What albedo does the comment thread below give for fresh white snow cover?

» **SELECTED EXCERPT**:

>>

This is strictly an albedo issue. Fresh white snow cover has an albedo of .95 (it reflects 95% of incoming solar radiation). ANYTHING that decreases this albedo such as dust, exposed ground cover, detritus, etc. will increase that patch of ground’s temperature due to the higher energy absorption.
They might as well have said “plant growth extending above the snow cover reduces the albedo” and the paper might not have been published due to the “duh!” factor.

Jon O Beard
January 8, 2019 6:43 am

Gee, I always thought warmth from the earth escaping during the winter was a good thing and would think capturing it during winter would be beneficial even though the amount would be extremely miniscule. So grateful we have people being payed to show how wrong I was. (sarc)

DrTorch
January 8, 2019 6:44 am

This again?

There have been articles on this site related to this phenomenon over the years. It’s not new knowledge, to scientists or naturalists.

So why was this even a question? Moreover, the bigger question is, “so what?” Does this local phenomenon really have a global effect? Does it even have a net effect?

If the albedo (reflectivity) is low (vs snow cover), and that’s for the short winter days, then the emmissivity is likely much higher (vs snow cover), so the warmer daytime temps radiate into space in the long evenings, especially w/ the dry winter air.

Net effect? Nil.

Except that the crops stored some of that deadly CO2! Which is a big deal, right?

Pillage Idiot
Reply to  DrTorch
January 8, 2019 7:45 am

The primary reason for winter cover and “no till” practices is to retain soil moisture. Secondary reason is erosion control from winter winds and from early spring rains that occur prior to the emergence of the spring crop.

Storing more CO2, retaining more soil moisture, controlling erosion – those farmers sure are stupid! /s off

Reply to  DrTorch
January 8, 2019 7:46 am

“Moreover, the bigger question is, “so what?””

BINGO! That goes for the entire Global Cooling, Ozone Hole, Global Warming/Climate Change media feeding frenzy over the last 50 years.

Pamela Matlack-Klein
January 8, 2019 6:47 am

Wow, there is just no pleasing these clowns. Sound agricultural practices encourage the use of winter manures to protect the soil from winter erosion and plow under in the spring for increased fertility. This entire study is a waste of money and time, total hogwash.

<<

» **RECORD SET**:
>>

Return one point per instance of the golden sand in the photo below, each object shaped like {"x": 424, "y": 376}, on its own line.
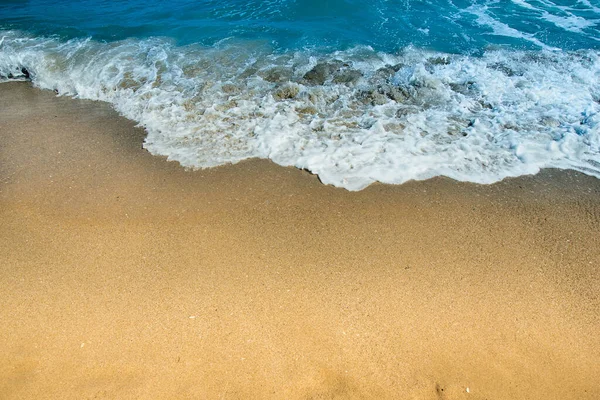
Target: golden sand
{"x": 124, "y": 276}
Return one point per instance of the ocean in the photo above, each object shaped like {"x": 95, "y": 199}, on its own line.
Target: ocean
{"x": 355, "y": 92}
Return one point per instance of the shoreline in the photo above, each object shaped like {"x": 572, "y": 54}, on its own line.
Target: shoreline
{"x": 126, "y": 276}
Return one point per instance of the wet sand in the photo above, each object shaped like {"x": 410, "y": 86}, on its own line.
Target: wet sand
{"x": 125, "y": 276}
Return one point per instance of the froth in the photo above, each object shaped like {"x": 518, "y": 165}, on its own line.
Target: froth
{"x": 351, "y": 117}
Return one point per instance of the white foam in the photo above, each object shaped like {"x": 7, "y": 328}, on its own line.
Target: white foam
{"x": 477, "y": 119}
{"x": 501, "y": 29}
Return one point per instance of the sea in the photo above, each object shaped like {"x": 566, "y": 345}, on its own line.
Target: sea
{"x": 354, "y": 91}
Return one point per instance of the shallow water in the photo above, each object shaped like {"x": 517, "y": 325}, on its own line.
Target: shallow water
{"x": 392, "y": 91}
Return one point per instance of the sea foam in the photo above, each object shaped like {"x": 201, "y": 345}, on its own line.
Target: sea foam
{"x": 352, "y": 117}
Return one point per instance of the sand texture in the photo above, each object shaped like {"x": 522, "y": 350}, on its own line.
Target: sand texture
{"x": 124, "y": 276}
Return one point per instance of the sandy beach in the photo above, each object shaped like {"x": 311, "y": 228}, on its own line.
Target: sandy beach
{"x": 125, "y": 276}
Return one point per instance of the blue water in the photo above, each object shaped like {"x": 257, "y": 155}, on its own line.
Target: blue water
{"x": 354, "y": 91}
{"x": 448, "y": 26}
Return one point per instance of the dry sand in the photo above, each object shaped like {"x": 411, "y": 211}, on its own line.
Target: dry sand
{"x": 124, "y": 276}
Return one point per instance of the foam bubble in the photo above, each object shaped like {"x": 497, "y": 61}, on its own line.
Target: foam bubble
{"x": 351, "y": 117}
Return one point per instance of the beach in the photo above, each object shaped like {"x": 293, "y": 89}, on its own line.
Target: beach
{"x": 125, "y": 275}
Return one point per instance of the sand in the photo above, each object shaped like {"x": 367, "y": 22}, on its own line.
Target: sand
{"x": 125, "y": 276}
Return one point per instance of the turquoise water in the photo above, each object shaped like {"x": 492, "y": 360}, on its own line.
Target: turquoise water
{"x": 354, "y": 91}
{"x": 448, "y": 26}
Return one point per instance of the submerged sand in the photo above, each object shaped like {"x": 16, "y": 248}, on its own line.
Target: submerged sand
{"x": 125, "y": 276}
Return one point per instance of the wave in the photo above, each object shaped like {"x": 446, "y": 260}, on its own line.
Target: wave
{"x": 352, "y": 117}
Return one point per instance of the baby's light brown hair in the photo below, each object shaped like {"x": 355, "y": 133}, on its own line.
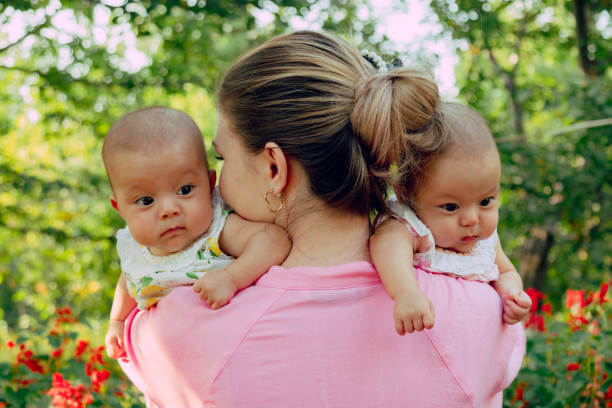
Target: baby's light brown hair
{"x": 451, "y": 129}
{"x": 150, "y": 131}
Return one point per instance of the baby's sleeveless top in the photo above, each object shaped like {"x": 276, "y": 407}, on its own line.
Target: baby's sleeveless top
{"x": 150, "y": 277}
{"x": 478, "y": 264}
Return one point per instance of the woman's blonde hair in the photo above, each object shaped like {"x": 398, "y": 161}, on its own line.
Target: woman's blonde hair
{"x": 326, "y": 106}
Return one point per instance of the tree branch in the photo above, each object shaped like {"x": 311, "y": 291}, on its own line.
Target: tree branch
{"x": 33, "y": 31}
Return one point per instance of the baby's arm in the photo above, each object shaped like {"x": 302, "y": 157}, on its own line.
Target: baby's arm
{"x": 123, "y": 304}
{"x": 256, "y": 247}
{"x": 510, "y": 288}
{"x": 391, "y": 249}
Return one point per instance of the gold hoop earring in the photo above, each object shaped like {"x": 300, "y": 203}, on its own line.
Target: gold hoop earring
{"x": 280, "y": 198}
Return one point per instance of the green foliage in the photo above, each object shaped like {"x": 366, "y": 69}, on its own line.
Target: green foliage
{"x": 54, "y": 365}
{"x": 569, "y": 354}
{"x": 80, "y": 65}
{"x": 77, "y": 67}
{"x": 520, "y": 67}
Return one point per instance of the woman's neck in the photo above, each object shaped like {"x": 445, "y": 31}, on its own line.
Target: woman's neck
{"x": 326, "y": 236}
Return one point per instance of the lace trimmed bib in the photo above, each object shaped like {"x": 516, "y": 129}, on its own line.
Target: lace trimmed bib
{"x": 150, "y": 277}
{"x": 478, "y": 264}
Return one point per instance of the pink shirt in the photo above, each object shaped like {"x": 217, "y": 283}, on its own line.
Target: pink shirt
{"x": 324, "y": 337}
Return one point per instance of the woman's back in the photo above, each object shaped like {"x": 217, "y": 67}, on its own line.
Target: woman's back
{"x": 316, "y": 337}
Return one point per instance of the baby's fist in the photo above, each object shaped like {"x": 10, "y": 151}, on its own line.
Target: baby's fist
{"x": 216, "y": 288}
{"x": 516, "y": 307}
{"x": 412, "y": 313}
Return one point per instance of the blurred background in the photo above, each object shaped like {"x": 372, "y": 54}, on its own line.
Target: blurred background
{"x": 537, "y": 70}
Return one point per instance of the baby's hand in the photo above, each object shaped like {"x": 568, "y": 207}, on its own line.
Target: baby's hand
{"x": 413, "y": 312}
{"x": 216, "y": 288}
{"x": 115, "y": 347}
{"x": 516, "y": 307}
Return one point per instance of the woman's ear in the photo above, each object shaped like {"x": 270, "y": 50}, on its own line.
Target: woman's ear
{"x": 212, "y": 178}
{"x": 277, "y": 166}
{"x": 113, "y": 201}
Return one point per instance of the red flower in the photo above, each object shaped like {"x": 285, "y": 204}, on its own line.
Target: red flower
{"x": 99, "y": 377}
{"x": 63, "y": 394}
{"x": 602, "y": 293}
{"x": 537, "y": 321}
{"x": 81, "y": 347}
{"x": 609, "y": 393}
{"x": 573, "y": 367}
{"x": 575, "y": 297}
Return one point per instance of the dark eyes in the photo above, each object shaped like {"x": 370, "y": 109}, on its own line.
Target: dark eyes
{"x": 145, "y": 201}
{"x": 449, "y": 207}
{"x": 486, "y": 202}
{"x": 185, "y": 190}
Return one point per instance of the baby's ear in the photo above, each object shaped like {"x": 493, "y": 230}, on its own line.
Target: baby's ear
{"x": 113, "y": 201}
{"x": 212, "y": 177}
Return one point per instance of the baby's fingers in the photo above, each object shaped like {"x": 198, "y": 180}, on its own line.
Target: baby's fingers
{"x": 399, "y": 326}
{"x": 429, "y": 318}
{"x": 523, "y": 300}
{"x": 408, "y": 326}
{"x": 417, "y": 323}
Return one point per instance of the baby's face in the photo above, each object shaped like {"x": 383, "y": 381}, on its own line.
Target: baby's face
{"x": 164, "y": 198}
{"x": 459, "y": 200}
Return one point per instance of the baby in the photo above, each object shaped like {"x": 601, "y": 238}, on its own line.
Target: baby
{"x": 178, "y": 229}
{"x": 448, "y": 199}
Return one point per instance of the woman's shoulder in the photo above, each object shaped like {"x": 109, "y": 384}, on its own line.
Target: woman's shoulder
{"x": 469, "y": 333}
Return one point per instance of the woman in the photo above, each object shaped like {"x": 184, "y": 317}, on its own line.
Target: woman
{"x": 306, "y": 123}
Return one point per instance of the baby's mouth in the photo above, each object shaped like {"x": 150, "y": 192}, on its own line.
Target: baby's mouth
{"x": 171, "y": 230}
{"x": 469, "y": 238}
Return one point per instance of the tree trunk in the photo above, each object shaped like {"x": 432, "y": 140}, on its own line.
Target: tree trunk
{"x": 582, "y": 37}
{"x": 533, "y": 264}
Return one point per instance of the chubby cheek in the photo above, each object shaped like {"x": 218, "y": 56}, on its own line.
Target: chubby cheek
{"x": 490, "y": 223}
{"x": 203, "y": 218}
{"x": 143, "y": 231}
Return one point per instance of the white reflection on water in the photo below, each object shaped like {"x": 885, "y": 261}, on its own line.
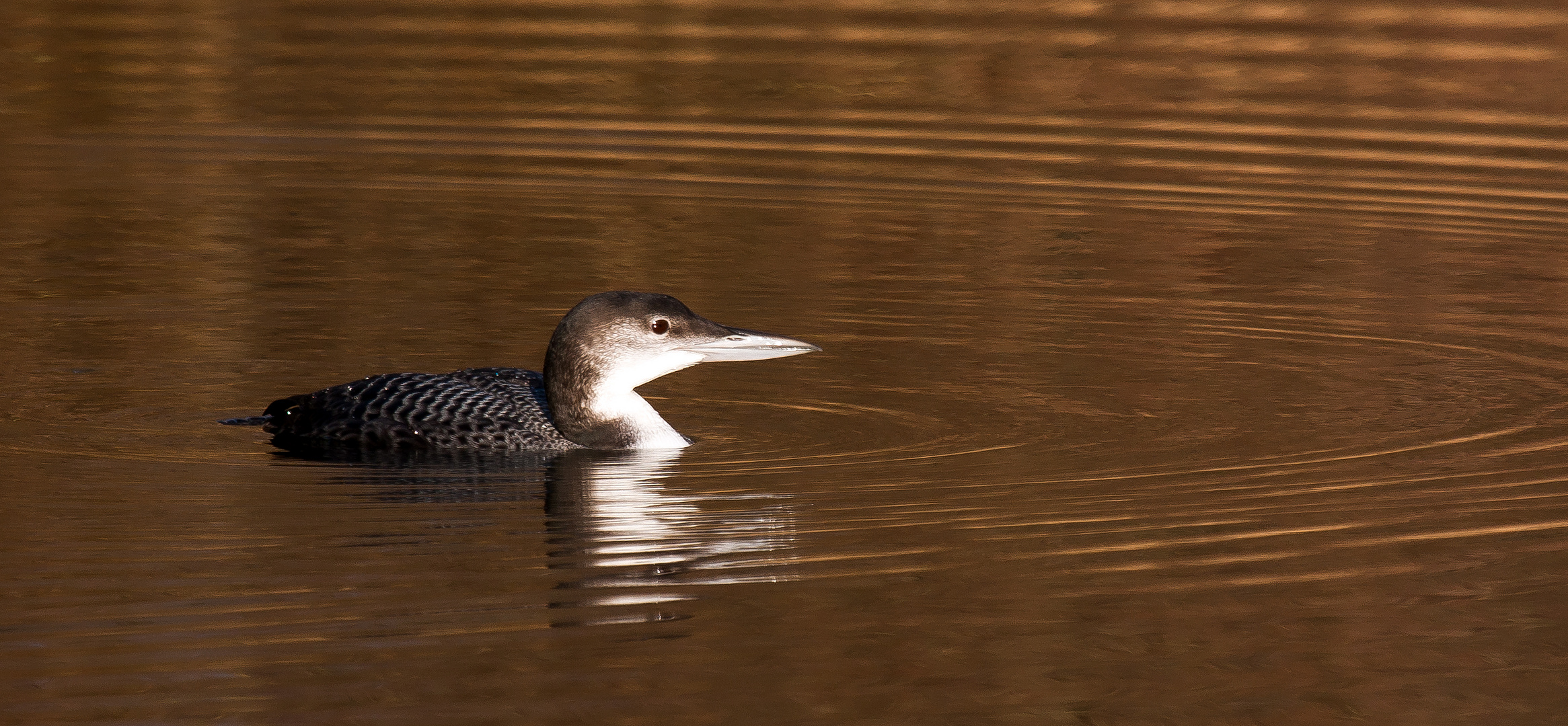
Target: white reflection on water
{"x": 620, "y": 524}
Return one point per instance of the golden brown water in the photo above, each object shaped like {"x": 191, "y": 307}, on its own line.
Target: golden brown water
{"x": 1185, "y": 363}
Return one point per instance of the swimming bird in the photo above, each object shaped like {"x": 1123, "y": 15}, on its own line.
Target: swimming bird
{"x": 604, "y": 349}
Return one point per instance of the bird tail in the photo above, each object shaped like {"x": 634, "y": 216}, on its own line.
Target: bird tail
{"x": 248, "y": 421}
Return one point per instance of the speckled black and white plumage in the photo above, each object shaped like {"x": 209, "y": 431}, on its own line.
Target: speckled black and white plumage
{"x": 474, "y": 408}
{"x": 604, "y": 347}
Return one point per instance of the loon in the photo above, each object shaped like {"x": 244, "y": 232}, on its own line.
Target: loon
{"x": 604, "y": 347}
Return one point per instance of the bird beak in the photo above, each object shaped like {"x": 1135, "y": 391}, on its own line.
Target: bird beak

<<

» **WRITTEN RESPONSE**: An albedo of .95, meaning it reflects 95% of incoming solar radiation.